▶ _Aufgabenstellung_: Führe den Forenverlauf über die Nutzung zweier Monitore dort weiter, wo er aufhört.

▶ _Textauszug_:
■ ■ ■ ■ ■
Natürlich funktioniert das. Habe daa gleiche gemacht


----------



## dragonlort (2. Oktober 2013)

Neal schrieb:


> Kann ich die Graka so einstellen, dass beide Monitore zusammen EIN Bild anzeigen?
> Oder den 2ten Monitor als Erweiterung des ersten nutzen?



Dann siehst du aber nur auf ein moni den Desktop und auf dem anderen dein Hintergrund Bild oder irgendwas. Du kannst dann nur so was hin und her schieben.


----------



## DSHPB (2. Oktober 2013)

Unter Windows kannst du auch auf beiden Monitoren dann das gleiche ausgeben lassen.

Rechtsklick -> "Bildschirmauflösung" -> Da kannst du dann wenn mind. 2 Monitore angeschlossen sind auswählen, dass du das selbe Bild auf beiden haben willst.


----------



## Superwip (2. Oktober 2013)
■ ■ ■ ■ ■
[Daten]
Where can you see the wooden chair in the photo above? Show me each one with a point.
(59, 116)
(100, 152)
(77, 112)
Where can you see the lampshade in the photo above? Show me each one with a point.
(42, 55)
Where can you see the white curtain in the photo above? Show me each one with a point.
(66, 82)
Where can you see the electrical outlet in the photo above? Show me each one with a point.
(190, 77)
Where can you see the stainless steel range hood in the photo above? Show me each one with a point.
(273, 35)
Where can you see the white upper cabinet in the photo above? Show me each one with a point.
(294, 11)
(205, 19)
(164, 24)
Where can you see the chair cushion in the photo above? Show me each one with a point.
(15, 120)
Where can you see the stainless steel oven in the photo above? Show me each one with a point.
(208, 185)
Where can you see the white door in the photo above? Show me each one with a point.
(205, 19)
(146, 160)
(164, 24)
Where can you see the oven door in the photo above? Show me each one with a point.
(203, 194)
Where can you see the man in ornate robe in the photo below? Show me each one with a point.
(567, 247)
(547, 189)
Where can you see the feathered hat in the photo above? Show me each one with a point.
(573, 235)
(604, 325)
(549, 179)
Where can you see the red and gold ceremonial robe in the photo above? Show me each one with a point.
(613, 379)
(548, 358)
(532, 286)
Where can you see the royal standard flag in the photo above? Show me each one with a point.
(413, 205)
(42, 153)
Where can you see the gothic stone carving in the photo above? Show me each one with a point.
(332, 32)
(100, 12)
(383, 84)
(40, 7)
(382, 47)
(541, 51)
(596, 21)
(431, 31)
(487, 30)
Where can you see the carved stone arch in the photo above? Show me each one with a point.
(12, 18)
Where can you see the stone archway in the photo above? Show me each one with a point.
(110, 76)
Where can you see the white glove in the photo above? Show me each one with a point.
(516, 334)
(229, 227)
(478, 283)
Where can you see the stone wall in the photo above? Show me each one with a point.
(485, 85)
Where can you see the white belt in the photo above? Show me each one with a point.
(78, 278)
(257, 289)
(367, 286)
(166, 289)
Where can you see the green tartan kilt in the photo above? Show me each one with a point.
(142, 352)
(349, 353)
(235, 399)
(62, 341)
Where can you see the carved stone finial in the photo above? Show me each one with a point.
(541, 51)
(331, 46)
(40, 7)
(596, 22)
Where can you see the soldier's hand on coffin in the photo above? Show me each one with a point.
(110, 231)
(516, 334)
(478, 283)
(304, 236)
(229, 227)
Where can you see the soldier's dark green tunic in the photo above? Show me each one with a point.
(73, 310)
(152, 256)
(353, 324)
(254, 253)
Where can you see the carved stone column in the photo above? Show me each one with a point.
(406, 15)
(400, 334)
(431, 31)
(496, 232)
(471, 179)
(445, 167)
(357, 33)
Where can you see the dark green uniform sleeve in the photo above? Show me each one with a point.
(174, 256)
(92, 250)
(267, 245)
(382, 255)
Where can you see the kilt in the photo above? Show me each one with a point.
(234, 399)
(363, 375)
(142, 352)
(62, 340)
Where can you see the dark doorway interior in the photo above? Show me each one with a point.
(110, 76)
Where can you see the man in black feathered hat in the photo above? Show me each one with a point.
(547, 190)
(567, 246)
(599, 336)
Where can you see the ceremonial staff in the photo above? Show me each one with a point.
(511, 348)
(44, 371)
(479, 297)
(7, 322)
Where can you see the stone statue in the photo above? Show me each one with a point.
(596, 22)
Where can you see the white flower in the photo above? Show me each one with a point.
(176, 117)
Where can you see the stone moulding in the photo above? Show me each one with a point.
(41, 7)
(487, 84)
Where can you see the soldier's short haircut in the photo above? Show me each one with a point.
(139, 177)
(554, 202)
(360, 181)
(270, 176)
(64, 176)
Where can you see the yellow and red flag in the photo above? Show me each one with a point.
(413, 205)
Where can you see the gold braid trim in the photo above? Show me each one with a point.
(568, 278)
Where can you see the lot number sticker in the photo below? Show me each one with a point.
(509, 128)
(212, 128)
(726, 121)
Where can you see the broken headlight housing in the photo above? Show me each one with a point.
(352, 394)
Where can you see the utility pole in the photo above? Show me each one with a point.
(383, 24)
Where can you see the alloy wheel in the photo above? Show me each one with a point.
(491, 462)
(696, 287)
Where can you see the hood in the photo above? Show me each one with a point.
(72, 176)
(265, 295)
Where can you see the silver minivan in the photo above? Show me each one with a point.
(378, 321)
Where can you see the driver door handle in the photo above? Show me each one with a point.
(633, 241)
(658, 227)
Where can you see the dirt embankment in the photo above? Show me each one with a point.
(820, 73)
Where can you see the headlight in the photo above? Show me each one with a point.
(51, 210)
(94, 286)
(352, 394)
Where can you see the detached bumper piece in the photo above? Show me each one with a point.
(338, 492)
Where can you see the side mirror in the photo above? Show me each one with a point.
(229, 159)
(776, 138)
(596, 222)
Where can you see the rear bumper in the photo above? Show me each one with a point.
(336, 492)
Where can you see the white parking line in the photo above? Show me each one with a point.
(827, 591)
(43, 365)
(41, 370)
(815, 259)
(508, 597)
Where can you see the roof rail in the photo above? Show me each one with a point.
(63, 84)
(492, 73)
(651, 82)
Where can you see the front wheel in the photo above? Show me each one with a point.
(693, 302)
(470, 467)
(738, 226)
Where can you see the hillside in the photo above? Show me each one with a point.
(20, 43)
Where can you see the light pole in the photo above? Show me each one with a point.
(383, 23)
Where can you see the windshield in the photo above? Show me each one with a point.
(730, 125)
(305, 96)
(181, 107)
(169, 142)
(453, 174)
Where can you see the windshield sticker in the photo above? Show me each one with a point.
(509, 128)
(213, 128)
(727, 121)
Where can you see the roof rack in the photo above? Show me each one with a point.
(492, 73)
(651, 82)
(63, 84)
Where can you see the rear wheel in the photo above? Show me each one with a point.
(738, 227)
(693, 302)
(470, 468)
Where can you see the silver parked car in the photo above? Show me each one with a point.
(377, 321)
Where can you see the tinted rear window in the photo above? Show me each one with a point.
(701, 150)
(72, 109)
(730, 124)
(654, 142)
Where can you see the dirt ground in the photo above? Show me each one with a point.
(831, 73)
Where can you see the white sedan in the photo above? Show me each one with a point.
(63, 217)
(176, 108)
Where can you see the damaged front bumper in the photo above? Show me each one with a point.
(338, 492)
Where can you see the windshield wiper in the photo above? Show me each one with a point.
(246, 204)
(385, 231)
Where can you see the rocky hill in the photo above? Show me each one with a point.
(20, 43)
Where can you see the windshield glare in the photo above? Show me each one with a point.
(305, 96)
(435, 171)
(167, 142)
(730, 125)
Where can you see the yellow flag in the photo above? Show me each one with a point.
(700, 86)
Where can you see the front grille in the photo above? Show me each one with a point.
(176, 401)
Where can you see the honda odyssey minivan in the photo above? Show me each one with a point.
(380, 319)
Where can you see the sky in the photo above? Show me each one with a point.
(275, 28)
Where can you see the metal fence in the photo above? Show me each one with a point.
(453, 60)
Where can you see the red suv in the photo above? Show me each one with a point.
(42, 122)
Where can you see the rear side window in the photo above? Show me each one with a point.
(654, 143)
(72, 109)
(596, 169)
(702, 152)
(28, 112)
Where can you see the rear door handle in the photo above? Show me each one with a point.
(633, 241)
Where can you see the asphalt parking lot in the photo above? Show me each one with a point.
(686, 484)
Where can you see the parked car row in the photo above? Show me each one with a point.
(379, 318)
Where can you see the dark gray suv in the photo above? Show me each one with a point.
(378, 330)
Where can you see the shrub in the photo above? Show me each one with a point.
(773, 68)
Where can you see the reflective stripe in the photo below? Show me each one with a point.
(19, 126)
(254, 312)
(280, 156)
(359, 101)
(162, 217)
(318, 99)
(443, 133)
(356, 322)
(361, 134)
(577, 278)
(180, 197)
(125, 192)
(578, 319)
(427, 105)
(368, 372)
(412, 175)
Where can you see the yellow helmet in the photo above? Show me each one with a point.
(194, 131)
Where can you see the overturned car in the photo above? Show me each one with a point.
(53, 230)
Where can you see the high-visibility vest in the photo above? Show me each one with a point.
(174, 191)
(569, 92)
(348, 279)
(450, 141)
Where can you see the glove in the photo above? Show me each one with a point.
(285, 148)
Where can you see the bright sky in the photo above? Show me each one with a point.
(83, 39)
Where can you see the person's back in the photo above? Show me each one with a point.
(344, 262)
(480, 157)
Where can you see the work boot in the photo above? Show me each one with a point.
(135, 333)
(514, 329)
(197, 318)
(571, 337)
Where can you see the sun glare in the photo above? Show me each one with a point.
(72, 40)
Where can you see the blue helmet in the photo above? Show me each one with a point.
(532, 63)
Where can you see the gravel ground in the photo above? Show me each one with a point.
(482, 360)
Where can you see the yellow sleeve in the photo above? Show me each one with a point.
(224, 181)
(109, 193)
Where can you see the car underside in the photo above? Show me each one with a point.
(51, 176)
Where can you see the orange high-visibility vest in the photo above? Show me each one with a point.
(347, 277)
■ ■ ■ ■ ■
▶ _Ergebnis_:
> Natürlich funktioniert das. Habe daa gleiche gemacht


 
Du hast zwei Monitore mit einem Y-Adapter an *einen* HDMI Ausgang deiner GraKa gehängt und kannst auf beiden ein jeweils unterschiedliches Bild anzeigen?!


----------



## Streicher1992 (3. Oktober 2013)

Nein,  mein 2 Bildschirm ist an der Grafikkarte mit einem Hdmi Kabel angeschlossen.  Man kann auch untrrschiedliches Bild anzeigen ja das geht. Mit dem ersten Bildschirm spiele ich und mit dem zweiten bin ich auf youtube.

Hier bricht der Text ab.